▶ _MATERIAL PROVIDED_
+-------+

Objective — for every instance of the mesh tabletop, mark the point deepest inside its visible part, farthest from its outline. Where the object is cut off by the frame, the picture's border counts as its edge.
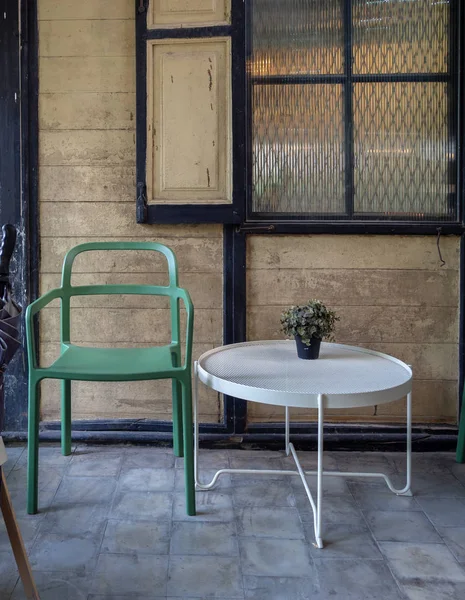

+-------+

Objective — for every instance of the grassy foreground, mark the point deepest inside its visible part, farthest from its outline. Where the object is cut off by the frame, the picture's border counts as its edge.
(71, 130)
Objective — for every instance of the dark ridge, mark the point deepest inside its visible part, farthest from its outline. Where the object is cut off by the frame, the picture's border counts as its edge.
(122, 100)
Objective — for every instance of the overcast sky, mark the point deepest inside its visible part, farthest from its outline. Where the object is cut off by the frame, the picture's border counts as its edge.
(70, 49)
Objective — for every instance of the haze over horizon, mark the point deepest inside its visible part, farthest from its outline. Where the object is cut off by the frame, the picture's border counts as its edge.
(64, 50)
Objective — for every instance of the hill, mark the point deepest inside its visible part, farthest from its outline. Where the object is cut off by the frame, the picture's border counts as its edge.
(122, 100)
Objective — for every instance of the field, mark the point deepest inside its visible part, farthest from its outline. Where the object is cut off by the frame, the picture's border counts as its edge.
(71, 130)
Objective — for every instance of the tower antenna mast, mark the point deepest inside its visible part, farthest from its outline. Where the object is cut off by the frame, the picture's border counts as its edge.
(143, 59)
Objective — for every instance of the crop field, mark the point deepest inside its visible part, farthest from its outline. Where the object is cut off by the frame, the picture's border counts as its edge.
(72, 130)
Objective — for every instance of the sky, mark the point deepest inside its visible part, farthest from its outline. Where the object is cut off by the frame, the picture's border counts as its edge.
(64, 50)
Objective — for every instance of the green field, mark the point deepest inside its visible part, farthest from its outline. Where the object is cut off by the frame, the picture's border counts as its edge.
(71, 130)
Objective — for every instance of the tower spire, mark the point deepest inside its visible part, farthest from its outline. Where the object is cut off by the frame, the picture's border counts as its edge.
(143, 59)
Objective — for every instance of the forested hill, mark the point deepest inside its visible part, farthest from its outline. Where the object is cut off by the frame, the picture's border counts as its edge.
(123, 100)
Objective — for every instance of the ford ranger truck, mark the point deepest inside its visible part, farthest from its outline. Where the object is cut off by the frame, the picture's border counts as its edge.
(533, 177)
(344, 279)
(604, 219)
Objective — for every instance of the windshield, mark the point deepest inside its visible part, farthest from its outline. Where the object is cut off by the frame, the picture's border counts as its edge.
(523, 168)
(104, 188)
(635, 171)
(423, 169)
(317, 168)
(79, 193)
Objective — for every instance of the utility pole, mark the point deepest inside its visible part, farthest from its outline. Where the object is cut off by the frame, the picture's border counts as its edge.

+-------+

▶ _PROBLEM TO SOLVE_
Considering only the material above, set down every line from the one with "Objective — for every instance of the forested" to the one with "Objective — for every instance of the utility", inclusive, exactly as written.

▶ _RESULT_
Objective — for every instance of the forested hill, mark the point deepest inside its visible part, farthest from its outline. Where the object is cut off by the frame, the picture's border counts as its edge.
(123, 100)
Objective — for every instance of the ford ranger truck, mark the point deepest inside its visible part, farthest from its outline. Where the object is cut off by the frame, the picture's border counts as its edge.
(533, 177)
(344, 279)
(604, 219)
Objective — for every instance of the windshield, mark the point deepest inside its visible part, farthest from its outline. Where the object is cut off by the frame, the picture's border counts as its edge.
(523, 168)
(104, 188)
(635, 171)
(423, 169)
(317, 168)
(79, 193)
Objective — for every instance of the utility pole, mark the point deepest inside its visible part, farthest from its outline. Where the object is cut off by the frame, the picture's border counts as its edge.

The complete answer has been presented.